I also just got a munroe which is a lot of fun. Cutting into some wet wood has 2' streams shooting up  I also have been starting out at 7 and turning into the wood clockwise with the cutter set the same as what was shipped. Amazing you can't even see the cutting edge in that it's so slight but wow does it bite into that wood.


----------



## sprior (Aug 31, 2008)

Today was my third hollow form attempt. I can't seem to stop turning eggs, but this one is vase sized and hollow. This is also the first hollow form I turned thin enough to check with a flashlight. I took it off the lathe to alcohol soak it for a while, then I plan to put it back on to sand and turn the bottom. Someday I've gotta try a lampshade.


----------



## sawdustfactory (Jan 30, 2011)

Very cool!


----------



## Bonanza35 (Jan 20, 2011)

You're on fire. I think it took me awhile before I did 3 in a row without blowing something up. My recent streak was busted when I realized after 6 or 7 hours that I didn't have a tool that would reach a particular 2" section of the inside wall. (I've got one now). 
BTW, how are the first 2 drying? Piths holding up?


----------



## sprior (Aug 31, 2008)

Thanks Bonanza! I never expected the first two forms to end up with anything keepable - I was just looking for practice with the tool. The first piece (the wide mouth piece from oak) developed a slight crack in the base which I flooded with thin CA and it's been fine since then. I finished the outside with friction finish and then buffed it, so it started smooth, but as it dried it got a little grain texture, but is fine. I might end up using it as a desk cup for pens.

## STORED RECORDS
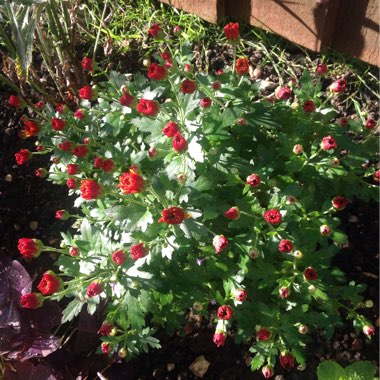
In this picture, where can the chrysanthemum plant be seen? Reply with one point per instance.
(195, 188)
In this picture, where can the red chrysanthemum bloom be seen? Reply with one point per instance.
(188, 86)
(263, 334)
(322, 69)
(287, 360)
(71, 183)
(242, 66)
(80, 151)
(85, 93)
(219, 338)
(94, 289)
(155, 30)
(72, 169)
(148, 107)
(138, 251)
(339, 202)
(253, 180)
(283, 93)
(57, 124)
(31, 128)
(205, 102)
(273, 216)
(156, 72)
(131, 182)
(172, 215)
(87, 64)
(79, 114)
(118, 257)
(23, 156)
(179, 143)
(90, 189)
(328, 143)
(285, 246)
(309, 106)
(127, 100)
(225, 312)
(338, 86)
(220, 242)
(14, 101)
(31, 301)
(105, 329)
(66, 146)
(49, 284)
(232, 213)
(310, 274)
(170, 129)
(240, 295)
(232, 31)
(29, 248)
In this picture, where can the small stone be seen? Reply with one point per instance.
(33, 225)
(200, 366)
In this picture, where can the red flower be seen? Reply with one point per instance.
(72, 169)
(57, 124)
(263, 334)
(118, 257)
(285, 246)
(188, 86)
(90, 189)
(287, 360)
(328, 143)
(31, 128)
(172, 215)
(105, 329)
(138, 251)
(94, 289)
(179, 143)
(219, 338)
(283, 93)
(205, 102)
(87, 64)
(309, 106)
(322, 69)
(154, 30)
(242, 66)
(170, 129)
(131, 182)
(273, 216)
(31, 301)
(310, 274)
(71, 183)
(29, 248)
(232, 213)
(14, 101)
(147, 107)
(339, 202)
(240, 295)
(225, 312)
(370, 124)
(253, 180)
(232, 31)
(49, 284)
(23, 156)
(85, 93)
(66, 146)
(79, 114)
(156, 72)
(127, 100)
(220, 243)
(338, 86)
(80, 151)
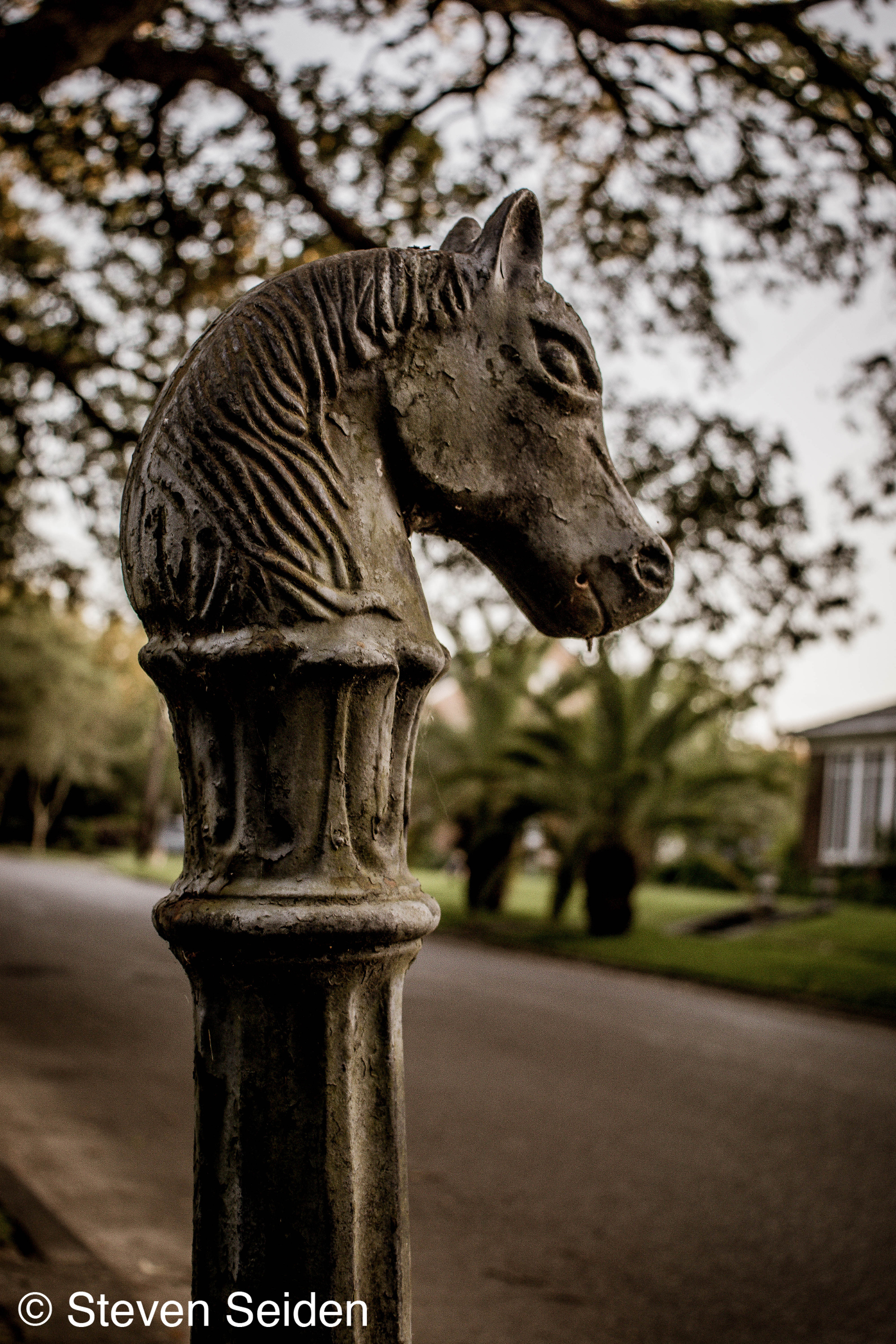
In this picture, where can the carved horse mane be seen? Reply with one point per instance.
(237, 472)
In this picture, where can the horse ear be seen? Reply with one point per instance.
(512, 244)
(462, 236)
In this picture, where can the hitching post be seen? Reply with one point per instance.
(297, 983)
(326, 417)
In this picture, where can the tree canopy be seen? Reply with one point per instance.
(156, 162)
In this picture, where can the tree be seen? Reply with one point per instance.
(660, 121)
(76, 709)
(54, 702)
(614, 761)
(458, 773)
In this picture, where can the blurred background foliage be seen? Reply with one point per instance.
(538, 760)
(81, 730)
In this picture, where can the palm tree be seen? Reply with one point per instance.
(461, 769)
(612, 761)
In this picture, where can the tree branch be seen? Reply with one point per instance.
(154, 64)
(64, 37)
(11, 354)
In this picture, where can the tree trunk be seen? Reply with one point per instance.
(489, 865)
(562, 887)
(7, 776)
(610, 877)
(45, 814)
(155, 780)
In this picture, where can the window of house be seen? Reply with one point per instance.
(857, 806)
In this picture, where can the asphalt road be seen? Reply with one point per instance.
(595, 1156)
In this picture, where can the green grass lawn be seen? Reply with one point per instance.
(844, 960)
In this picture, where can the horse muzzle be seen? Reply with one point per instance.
(632, 586)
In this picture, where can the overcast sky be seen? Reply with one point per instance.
(790, 363)
(793, 358)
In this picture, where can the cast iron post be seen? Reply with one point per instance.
(297, 971)
(267, 517)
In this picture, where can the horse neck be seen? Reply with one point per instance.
(381, 547)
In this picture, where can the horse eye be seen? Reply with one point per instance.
(560, 362)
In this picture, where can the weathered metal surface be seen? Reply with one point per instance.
(265, 539)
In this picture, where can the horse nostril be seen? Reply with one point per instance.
(653, 565)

## BRIEF 1
Say whether each statement agrees with the woodturning thread, answering yes or no and quoting the deciding words: (a) the first piece was made from oak; (b) the hollow form was sanded before it came off the lathe; (c) a crack in the first piece was filled with thin CA.
## BRIEF 2
Write out the part of the woodturning thread that opens with the words containing "Today was my" and closes with "(Jan 30, 2011)".
The rows are separate material from the woodturning thread.

## REPLY 1
(a) Yes: "the wide mouth piece from oak"
(b) No: "I took it off the lathe to alcohol soak it for a while, then I plan to put it back on to sand and turn the bottom"
(c) Yes: "developed a slight crack in the base which I flooded with thin CA"

## REPLY 2
Today was my third hollow form attempt. I can't seem to stop turning eggs, but this one is vase sized and hollow. This is also the first hollow form I turned thin enough to check with a flashlight. I took it off the lathe to alcohol soak it for a while, then I plan to put it back on to sand and turn the bottom. Someday I've gotta try a lampshade.


----------



## sawdustfactory (Jan 30, 2011)